**Excerpted passage**
______________________________

(700h) Nanostructured Polymeric Membranes for Overcoming Obstacles Associated with the Use of Exhaled Breath Acetone As a Non-Invasive Biomarker for Diabetes

The detection of volatile organic compounds (VOCs) in human breath as a portable, non-invasive diagnostic technique for human disease has been a long sought after goal. In particular, acetone breath concentrations have been correlated with blood glucose concentrations in diabetics to monitor the patientâ??s condition allowing for better control of their symptoms compared to blood glucose measurements and could potentially lead to better glucose monitoring compliance.

Unfortunately, practical implementation of acetone breath monitoring utilizing various portable instrumentation methods has been hampered by the interference of water. Accurate VOC detection in the absence of water has been achieved utilizing nanomaterials whose resistance to electrical current is altered by the adsorption of acetone as well as colorimetric approaches wherein acetone reacts chemically with a chromophore. The presence of water vapor can provide false positives by reacting with the detection media thus lowering the selectivity of the sensor, deactivating the catalyst used in the process, or reducing the sensitivity of response in the sensor, which greatly decreases the accuracy and precision necessary to be utilized in a medical device.

______________________________

**Material supplied**
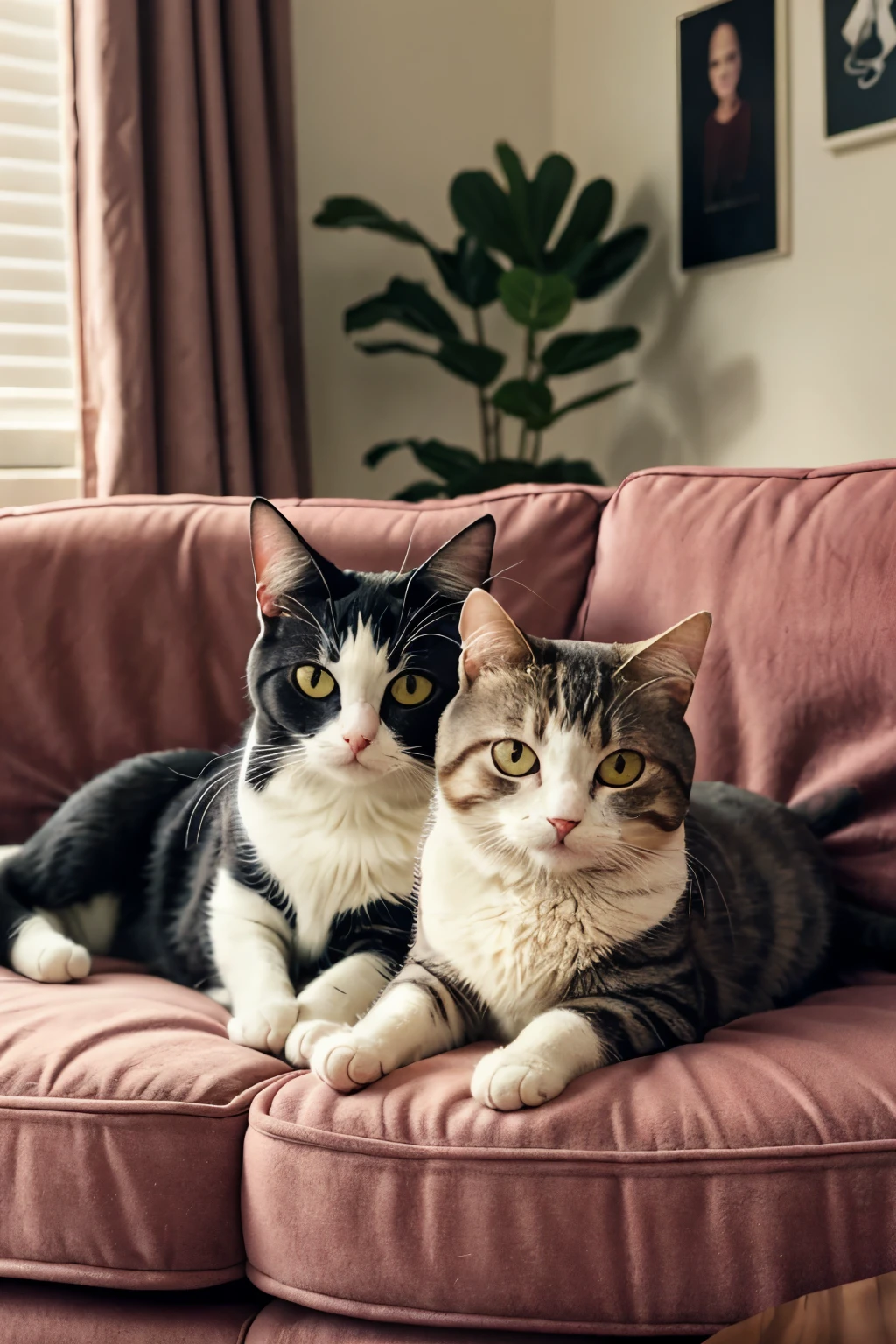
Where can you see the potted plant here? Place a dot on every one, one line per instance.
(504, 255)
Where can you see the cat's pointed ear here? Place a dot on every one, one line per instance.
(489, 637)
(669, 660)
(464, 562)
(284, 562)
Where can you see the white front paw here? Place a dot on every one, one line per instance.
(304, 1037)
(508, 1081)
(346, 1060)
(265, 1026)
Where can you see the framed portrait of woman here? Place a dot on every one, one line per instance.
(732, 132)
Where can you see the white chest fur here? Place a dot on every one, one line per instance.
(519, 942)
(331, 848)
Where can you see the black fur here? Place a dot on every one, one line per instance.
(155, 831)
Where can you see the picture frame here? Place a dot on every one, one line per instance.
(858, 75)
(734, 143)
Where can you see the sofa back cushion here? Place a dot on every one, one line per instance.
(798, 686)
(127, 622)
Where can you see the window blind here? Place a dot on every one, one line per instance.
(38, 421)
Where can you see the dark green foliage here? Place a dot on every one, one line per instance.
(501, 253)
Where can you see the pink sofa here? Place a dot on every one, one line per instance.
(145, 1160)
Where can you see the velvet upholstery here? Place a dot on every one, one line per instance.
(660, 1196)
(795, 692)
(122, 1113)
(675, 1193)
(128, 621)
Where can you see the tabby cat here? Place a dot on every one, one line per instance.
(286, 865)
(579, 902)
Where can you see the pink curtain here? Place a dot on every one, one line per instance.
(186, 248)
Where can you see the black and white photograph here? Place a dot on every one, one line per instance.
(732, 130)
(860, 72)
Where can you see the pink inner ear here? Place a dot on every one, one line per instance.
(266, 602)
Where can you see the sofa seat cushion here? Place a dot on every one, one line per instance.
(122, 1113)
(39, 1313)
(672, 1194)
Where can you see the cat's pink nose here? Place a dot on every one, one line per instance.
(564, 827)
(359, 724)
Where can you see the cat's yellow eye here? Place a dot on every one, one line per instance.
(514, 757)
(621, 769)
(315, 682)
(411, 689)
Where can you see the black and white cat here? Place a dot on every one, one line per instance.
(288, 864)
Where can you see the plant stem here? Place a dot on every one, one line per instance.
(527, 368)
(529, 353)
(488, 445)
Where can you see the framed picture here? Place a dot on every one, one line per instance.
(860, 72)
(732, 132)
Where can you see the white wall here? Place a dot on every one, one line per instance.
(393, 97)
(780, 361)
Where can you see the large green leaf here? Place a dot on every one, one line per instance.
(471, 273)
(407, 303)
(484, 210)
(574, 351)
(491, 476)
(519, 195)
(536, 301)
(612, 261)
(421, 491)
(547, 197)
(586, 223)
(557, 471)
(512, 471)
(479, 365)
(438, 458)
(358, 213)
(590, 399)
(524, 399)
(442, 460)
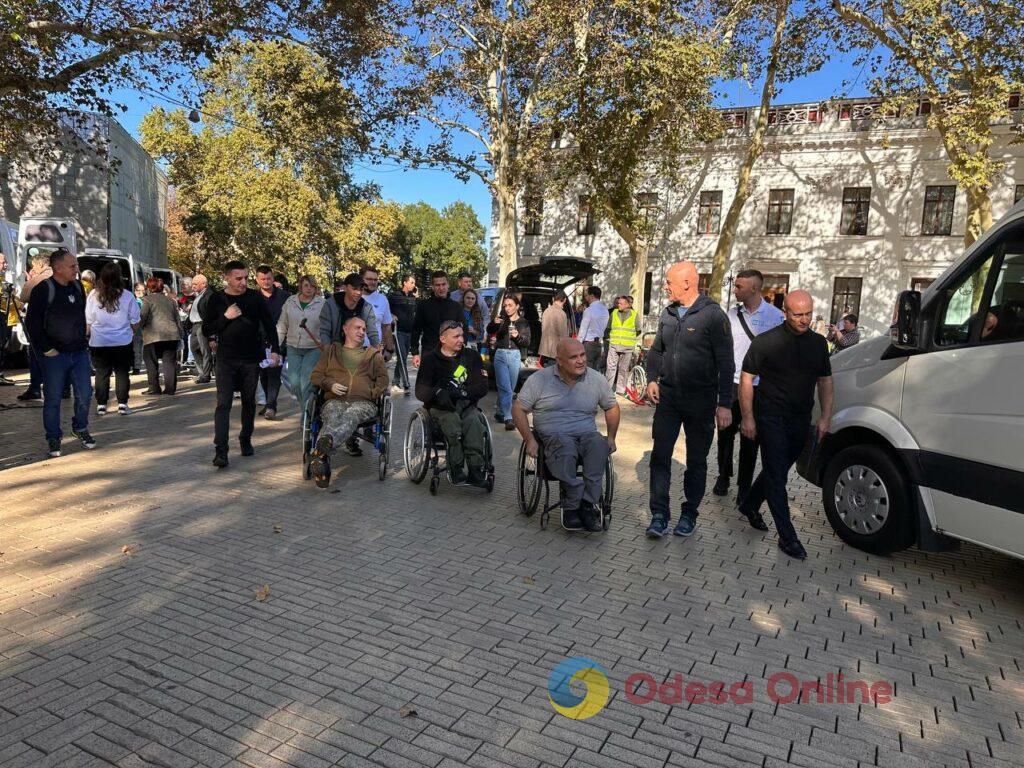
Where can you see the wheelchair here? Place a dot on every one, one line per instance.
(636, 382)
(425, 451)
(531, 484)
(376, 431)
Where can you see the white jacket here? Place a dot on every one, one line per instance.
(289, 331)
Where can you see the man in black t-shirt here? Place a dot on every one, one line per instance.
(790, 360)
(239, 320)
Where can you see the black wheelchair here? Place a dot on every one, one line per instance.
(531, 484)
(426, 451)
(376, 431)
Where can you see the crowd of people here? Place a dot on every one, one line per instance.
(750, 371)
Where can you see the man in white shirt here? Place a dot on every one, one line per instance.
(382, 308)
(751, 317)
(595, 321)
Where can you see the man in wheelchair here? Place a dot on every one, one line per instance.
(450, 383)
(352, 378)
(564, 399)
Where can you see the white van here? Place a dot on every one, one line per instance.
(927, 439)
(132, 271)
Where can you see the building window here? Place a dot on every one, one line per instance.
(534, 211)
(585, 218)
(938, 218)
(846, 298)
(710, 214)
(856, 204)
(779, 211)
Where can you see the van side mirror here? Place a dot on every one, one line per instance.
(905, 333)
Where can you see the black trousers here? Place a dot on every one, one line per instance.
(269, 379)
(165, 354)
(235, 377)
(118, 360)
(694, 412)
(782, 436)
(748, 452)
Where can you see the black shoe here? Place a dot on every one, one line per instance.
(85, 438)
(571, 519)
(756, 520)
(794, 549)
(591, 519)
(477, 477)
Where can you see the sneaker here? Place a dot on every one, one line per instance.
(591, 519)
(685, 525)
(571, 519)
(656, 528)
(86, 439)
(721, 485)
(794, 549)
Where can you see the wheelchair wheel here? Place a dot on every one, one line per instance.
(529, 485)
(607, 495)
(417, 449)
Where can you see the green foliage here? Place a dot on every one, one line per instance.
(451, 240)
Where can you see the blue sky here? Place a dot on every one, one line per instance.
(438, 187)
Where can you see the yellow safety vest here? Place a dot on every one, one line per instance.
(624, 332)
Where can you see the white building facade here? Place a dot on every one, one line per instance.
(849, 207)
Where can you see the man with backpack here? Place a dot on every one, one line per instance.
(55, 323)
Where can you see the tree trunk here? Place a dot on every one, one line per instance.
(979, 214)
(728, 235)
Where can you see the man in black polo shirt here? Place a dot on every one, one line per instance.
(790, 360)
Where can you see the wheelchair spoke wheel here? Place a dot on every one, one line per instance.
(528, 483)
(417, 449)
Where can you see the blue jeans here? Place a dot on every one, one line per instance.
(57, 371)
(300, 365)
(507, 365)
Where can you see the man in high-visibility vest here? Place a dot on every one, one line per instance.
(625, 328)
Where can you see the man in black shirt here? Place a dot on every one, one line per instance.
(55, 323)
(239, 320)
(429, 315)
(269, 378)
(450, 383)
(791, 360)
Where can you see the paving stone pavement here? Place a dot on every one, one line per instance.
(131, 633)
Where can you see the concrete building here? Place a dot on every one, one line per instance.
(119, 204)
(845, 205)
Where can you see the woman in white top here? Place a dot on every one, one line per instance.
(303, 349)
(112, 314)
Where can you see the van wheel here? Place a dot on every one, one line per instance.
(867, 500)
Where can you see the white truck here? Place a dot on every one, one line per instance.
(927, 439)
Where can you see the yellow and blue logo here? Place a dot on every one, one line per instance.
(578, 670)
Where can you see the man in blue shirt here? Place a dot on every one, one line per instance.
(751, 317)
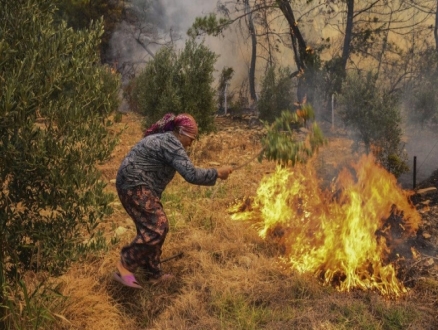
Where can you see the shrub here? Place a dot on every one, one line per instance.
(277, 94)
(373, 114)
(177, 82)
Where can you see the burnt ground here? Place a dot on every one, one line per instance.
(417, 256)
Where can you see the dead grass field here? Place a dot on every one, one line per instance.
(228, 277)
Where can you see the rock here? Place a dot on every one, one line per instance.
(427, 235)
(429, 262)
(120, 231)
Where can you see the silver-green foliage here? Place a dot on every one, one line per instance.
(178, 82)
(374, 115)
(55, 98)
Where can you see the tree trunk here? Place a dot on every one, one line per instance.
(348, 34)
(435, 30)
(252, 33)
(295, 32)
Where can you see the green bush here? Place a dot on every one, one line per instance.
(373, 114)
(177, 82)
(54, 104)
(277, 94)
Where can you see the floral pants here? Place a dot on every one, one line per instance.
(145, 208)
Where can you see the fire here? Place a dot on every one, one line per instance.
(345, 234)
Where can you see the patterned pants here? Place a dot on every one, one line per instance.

______________________________

**Task requirements**
A. Rewrite the breath-acetone abstract starting with "(700h) Nanostructured Polymeric" and going on through "glucose monitoring compliance.", putting "airborne organic chemicals" in place of "volatile organic compounds".
B. Answer these questions from the breath-acetone abstract.
(i) In diabetics, what have acetone breath concentrations been correlated with?
(ii) What has hampered practical implementation of acetone breath monitoring with portable instruments?
(iii) Which two approaches have achieved accurate VOC detection in the absence of water?
C. Continue the breath-acetone abstract from where it stops.
The lines have no connection to the breath-acetone abstract.

**Outputs in order**
A.
(700h) Nanostructured Polymeric Membranes for Overcoming Obstacles Associated with the Use of Exhaled Breath Acetone As a Non-Invasive Biomarker for Diabetes

The detection of airborne organic chemicals (VOCs) in human breath as a portable, non-invasive diagnostic technique for human disease has been a long sought after goal. In particular, acetone breath concentrations have been correlated with blood glucose concentrations in diabetics to monitor the patientâ??s condition allowing for better control of their symptoms compared to blood glucose measurements and could potentially lead to better glucose monitoring compliance.

B.
(i) Blood glucose concentrations.
(ii) The interference of water.
(iii) Nanomaterials whose resistance to electrical current is altered by the adsorption of acetone, and colorimetric approaches in which acetone reacts chemically with a chromophore.

C.
A less well-known phenomenon is responsible inconsistent findings in the literature is the significant change in breath acetone concentration that occurs during the brief period of patient exhalation (typically less than 1 minute). VOC content in human breath is governed by a material balance involving exhalation and transpiration from blood vessels lining the lungs. Transpiration, in turn, depends on both the thermodynamic partitioning of the acetone concentration (between the blood, vessel wall, and vapor phases) and dynamic convection through the vessel wall. Both thermodynamic and kinetic processes are governed by the physical make-up of the vessel wall. Consequently, real-time analysis (response times on the order of seconds) are essential to obtain accurate correlations between acetone and blood glucose and approaches based on long-term sample collection are susceptible to error.

We here demonstrate this phenomenon using real-time chemical sensing data obtained from patients utilizing a unique colorimetric approach that mitigates water interference. The method involves the use of nanostructured polymeric membranes that serve as both scaffolds and catalysts to drive highly sensitive and selective colorimetric responses to acetone in humid environments. The fundamental mechanism involves protection of acid catalyst sites within the membranes from de-protonation by altering their local pKa through the incorporation of specific organic acids. Successful clinical trials for the approach for diabetes management and assessment of vascular degeneration will be discussed.